→ **SELECTED EXTRACT**:
※ ※ ※

Thanks to gouthamr for doing these writeups and for recording!

We had a great turn out at the manila Fishbowl and working sessions. Important notes and Action Items are below:

===========================
Fishbowl 1: Race Conditions
===========================
Thursday 27th Oct / 11:00 - 11:40 / AC Hotel -Salon Barcelona - P1
Etherpad: https://etherpad.openstack.org/p/ocata-manila-race-conditions
Video: https://www.youtube.com/watch?v=__P7zQobAQw

Gist:
* We've some race conditions that have worsened over time:
  * Deleting a share while snapshotting the share
  * Two simultaneous delete-share calls
  * Two simultaneous create-snapshot calls
* Though the end result of the race conditions is not terrible, we can leave resources in untenable states, requiring administrative cleanup in the worst scenario * Any type of resource interaction must be protected in the database with a test-and-set using the appropriate status fields
* Any test-and-set must be protected with a lock
* Locks must not be held over long running tasks: i.e, RPC Casts, driver invocations etc. * We need more granular state transitions: micro/transitional states must be added per resource and judiciously used for state locking
* Ex: Shares need a 'snapshotting' state
* Ex: Share servers need states to signify setup phases, a la nova compute instances

Discussion Item:
* Locks in the manila-api service (or specifically, extending usage of locks across all manila services)
* Desirable because:
* Adding test-and-set logic at the database layer may render code unmaintainable complicated as opposed to using locking abstractions (oslo.concurrency / tooz) * Cinder has evolved an elegant test-and-set solution but we may not be able to benefit from that implementation because of the lack of being able to do multi-table updates and because the code references OVO which manila doesn't yet support.

※ ※ ※

→ **DATASET EXTRACT**:
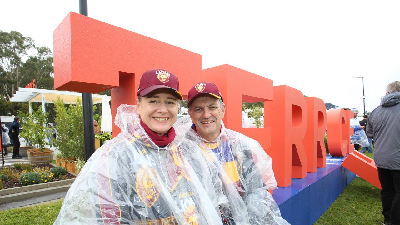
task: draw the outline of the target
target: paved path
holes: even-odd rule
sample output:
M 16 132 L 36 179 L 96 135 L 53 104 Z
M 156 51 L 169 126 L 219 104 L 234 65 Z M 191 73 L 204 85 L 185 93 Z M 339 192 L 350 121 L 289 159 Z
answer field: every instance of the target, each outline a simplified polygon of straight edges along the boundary
M 0 204 L 0 211 L 9 209 L 14 208 L 18 208 L 24 206 L 30 206 L 32 205 L 40 203 L 48 202 L 54 199 L 59 199 L 65 197 L 67 194 L 66 191 L 62 191 L 50 195 L 46 195 L 22 199 Z
M 12 156 L 12 153 L 11 154 L 8 153 L 8 155 L 4 157 L 4 166 L 6 167 L 9 167 L 13 166 L 14 163 L 29 163 L 29 161 L 28 160 L 28 157 L 25 156 L 21 159 L 11 159 Z M 1 154 L 0 154 L 0 167 L 3 167 L 3 161 Z

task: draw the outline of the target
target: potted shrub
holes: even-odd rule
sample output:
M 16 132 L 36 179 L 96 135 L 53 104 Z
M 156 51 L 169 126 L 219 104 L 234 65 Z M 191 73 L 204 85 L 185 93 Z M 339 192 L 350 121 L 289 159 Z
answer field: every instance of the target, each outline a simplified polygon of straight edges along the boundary
M 107 141 L 112 139 L 112 135 L 111 135 L 111 133 L 105 131 L 102 134 L 96 134 L 94 135 L 94 137 L 100 140 L 100 146 L 105 144 Z
M 20 147 L 20 155 L 22 156 L 28 155 L 28 149 L 32 149 L 32 132 L 30 130 L 32 121 L 30 119 L 29 113 L 25 113 L 23 112 L 18 111 L 20 117 L 20 122 L 22 128 L 20 131 L 20 137 L 25 141 L 25 146 Z
M 26 128 L 31 132 L 31 141 L 36 148 L 28 150 L 28 160 L 32 164 L 49 163 L 53 161 L 53 151 L 44 147 L 48 129 L 46 127 L 46 117 L 40 108 L 28 116 Z
M 85 143 L 83 133 L 83 110 L 81 100 L 76 98 L 76 104 L 67 108 L 59 98 L 54 102 L 55 121 L 57 123 L 57 137 L 54 142 L 60 154 L 56 159 L 60 166 L 75 173 L 78 158 L 85 158 Z

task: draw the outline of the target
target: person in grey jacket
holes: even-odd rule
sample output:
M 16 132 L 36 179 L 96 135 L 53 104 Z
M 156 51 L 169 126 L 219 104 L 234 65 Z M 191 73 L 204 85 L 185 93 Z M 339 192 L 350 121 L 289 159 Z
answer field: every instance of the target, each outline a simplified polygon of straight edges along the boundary
M 368 118 L 367 135 L 374 140 L 374 158 L 382 189 L 386 225 L 400 225 L 400 81 L 389 84 L 380 104 Z

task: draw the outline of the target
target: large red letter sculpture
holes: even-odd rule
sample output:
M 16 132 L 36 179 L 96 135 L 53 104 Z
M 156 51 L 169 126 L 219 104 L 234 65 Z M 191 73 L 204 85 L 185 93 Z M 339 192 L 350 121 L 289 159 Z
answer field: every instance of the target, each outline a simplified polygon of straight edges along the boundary
M 112 118 L 120 104 L 135 104 L 146 70 L 168 68 L 186 86 L 197 82 L 201 71 L 198 54 L 74 12 L 54 38 L 54 88 L 92 93 L 113 88 Z M 114 124 L 112 131 L 114 136 L 119 133 Z
M 317 167 L 326 165 L 326 150 L 324 138 L 326 131 L 326 110 L 322 99 L 306 98 L 307 102 L 307 132 L 303 143 L 307 155 L 307 171 L 314 173 Z
M 332 156 L 344 156 L 348 149 L 349 119 L 342 108 L 330 109 L 327 116 L 328 147 Z

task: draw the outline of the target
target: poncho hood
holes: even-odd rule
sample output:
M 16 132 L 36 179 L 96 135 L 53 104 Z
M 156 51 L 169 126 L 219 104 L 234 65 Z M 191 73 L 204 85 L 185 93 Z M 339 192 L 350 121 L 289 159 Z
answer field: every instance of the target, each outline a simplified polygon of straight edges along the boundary
M 388 93 L 382 98 L 380 105 L 388 107 L 400 103 L 400 91 L 394 91 Z
M 175 131 L 174 141 L 162 148 L 156 145 L 140 125 L 140 119 L 137 113 L 137 108 L 136 105 L 122 104 L 117 109 L 114 123 L 121 129 L 121 133 L 123 135 L 134 137 L 137 141 L 148 147 L 160 150 L 170 149 L 182 144 L 185 137 L 185 131 L 182 124 L 178 121 L 173 126 Z

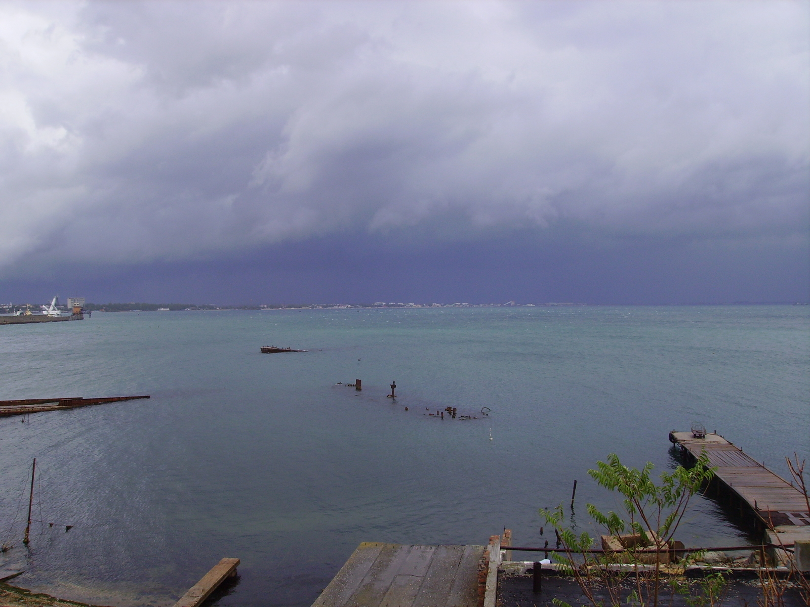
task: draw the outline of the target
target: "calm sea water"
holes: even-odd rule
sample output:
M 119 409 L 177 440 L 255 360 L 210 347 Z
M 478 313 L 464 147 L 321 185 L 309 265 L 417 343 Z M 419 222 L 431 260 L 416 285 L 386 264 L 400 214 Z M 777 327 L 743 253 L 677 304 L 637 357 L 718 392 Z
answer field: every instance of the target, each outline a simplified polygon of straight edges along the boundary
M 574 523 L 590 530 L 586 502 L 618 503 L 587 469 L 610 452 L 671 467 L 667 434 L 693 421 L 786 473 L 784 456 L 810 452 L 808 312 L 132 312 L 0 327 L 0 398 L 151 395 L 0 418 L 0 541 L 15 545 L 0 567 L 66 598 L 168 605 L 238 557 L 217 605 L 309 605 L 363 541 L 483 544 L 505 526 L 542 545 L 537 509 L 567 503 L 574 479 Z M 310 351 L 259 354 L 267 344 Z M 361 393 L 335 385 L 356 378 Z M 446 406 L 491 413 L 427 414 Z M 747 540 L 703 498 L 679 537 Z

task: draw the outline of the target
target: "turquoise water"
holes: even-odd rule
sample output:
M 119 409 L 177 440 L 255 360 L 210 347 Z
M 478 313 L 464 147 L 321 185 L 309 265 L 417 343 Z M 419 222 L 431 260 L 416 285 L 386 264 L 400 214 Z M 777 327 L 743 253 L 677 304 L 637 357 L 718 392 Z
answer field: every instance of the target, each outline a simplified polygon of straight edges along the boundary
M 481 544 L 505 526 L 542 545 L 536 511 L 567 502 L 574 479 L 590 529 L 586 502 L 617 504 L 587 469 L 612 452 L 671 467 L 667 434 L 693 421 L 786 474 L 784 456 L 810 455 L 808 312 L 96 312 L 0 327 L 0 398 L 151 395 L 0 418 L 0 541 L 15 544 L 0 567 L 67 598 L 168 605 L 238 557 L 218 605 L 309 605 L 360 541 Z M 268 344 L 310 351 L 259 354 Z M 356 378 L 361 393 L 335 385 Z M 427 415 L 449 405 L 492 410 Z M 41 522 L 25 550 L 33 457 Z M 678 535 L 747 539 L 703 498 Z

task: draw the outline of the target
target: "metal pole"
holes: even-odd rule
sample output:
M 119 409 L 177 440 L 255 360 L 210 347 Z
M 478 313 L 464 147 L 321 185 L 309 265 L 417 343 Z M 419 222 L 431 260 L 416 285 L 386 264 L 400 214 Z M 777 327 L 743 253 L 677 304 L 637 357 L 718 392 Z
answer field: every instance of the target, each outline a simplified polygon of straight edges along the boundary
M 28 495 L 28 523 L 25 525 L 25 538 L 23 540 L 23 543 L 26 545 L 28 545 L 28 532 L 31 531 L 31 507 L 34 503 L 34 473 L 36 471 L 36 458 L 34 458 L 34 463 L 31 465 L 31 493 Z

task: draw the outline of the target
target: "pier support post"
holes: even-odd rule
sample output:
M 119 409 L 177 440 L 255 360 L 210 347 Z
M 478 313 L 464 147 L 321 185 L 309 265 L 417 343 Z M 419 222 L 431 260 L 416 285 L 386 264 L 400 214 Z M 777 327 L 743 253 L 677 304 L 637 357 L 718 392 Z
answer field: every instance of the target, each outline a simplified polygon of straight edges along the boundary
M 810 540 L 796 540 L 793 549 L 796 558 L 796 569 L 802 573 L 810 572 Z

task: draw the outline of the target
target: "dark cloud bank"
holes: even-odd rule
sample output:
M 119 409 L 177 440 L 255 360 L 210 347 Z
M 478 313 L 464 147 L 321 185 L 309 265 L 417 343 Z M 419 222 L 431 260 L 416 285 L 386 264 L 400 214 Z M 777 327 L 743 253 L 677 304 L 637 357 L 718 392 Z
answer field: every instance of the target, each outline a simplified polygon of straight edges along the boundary
M 0 3 L 0 298 L 806 301 L 808 7 Z

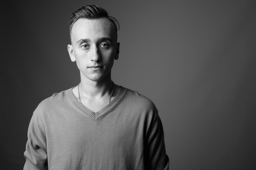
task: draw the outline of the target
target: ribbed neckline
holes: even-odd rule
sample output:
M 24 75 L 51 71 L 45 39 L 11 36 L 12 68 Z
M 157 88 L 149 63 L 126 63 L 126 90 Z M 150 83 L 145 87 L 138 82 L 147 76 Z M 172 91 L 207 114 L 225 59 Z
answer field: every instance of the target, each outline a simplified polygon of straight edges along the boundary
M 114 109 L 114 107 L 117 105 L 119 103 L 119 102 L 124 96 L 126 91 L 126 88 L 121 86 L 120 87 L 121 87 L 121 90 L 118 94 L 115 97 L 114 99 L 113 99 L 113 100 L 111 101 L 110 103 L 101 109 L 99 111 L 96 113 L 87 108 L 84 106 L 83 105 L 83 103 L 79 102 L 76 99 L 76 97 L 75 97 L 74 94 L 73 93 L 73 92 L 72 91 L 72 89 L 73 87 L 67 90 L 67 92 L 70 99 L 72 101 L 72 102 L 76 106 L 85 114 L 89 115 L 91 117 L 93 118 L 94 120 L 97 120 L 101 116 L 111 111 L 112 111 L 112 109 Z

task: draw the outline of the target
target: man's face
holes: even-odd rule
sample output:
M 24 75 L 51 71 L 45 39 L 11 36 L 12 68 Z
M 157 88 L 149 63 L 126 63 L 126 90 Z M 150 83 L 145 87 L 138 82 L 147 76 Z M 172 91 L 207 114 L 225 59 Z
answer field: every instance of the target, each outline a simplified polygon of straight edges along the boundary
M 76 62 L 81 78 L 99 81 L 110 76 L 114 59 L 118 59 L 119 44 L 109 19 L 79 19 L 73 26 L 71 39 L 68 50 L 71 61 Z

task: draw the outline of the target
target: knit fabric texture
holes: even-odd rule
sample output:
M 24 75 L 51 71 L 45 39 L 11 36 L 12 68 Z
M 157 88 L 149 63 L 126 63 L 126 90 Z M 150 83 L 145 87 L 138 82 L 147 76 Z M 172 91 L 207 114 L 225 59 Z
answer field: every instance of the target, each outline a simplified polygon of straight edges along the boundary
M 54 94 L 35 110 L 24 170 L 167 170 L 162 125 L 153 102 L 121 87 L 94 113 L 72 89 Z

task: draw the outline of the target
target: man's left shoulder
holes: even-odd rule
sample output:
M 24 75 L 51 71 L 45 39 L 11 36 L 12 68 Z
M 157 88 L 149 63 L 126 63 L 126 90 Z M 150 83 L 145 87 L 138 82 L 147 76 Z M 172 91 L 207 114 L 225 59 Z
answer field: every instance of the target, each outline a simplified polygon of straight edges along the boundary
M 137 91 L 127 89 L 126 98 L 133 107 L 138 107 L 146 110 L 151 109 L 157 112 L 157 109 L 153 102 Z

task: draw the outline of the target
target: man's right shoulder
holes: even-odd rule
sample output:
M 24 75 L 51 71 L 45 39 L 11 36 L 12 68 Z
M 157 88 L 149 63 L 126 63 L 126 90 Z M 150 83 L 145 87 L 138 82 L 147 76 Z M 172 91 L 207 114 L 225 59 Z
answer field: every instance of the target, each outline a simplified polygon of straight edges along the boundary
M 38 104 L 34 114 L 49 112 L 49 111 L 56 109 L 65 105 L 68 97 L 68 90 L 54 93 L 51 96 L 44 99 Z

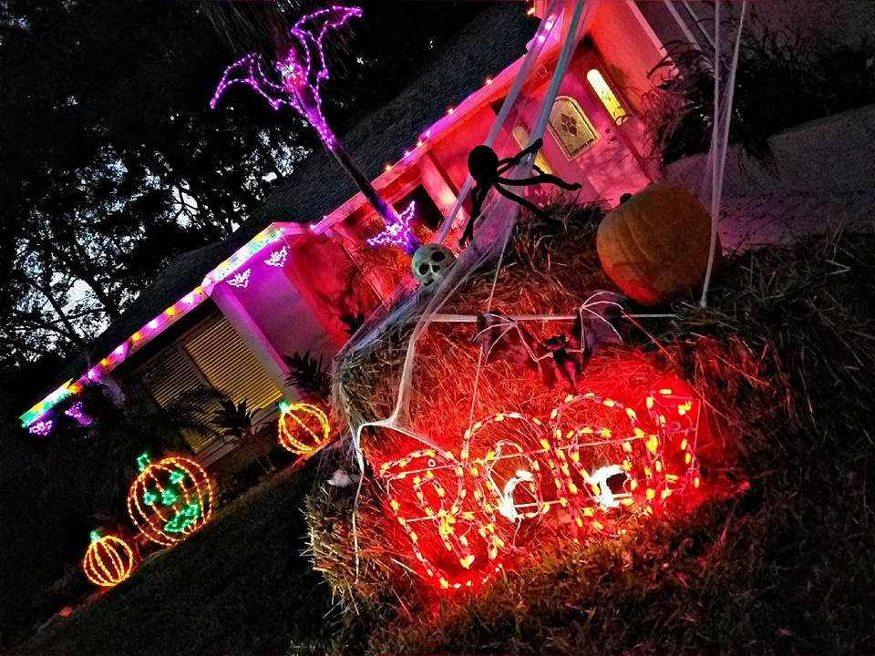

※ ※ ※

→ **WHAT IS REQUIRED**: According to the manila meeting notes above, what new state do shares need?

→ **WRITTEN RESPONSE**: Shares need a 'snapshotting' state.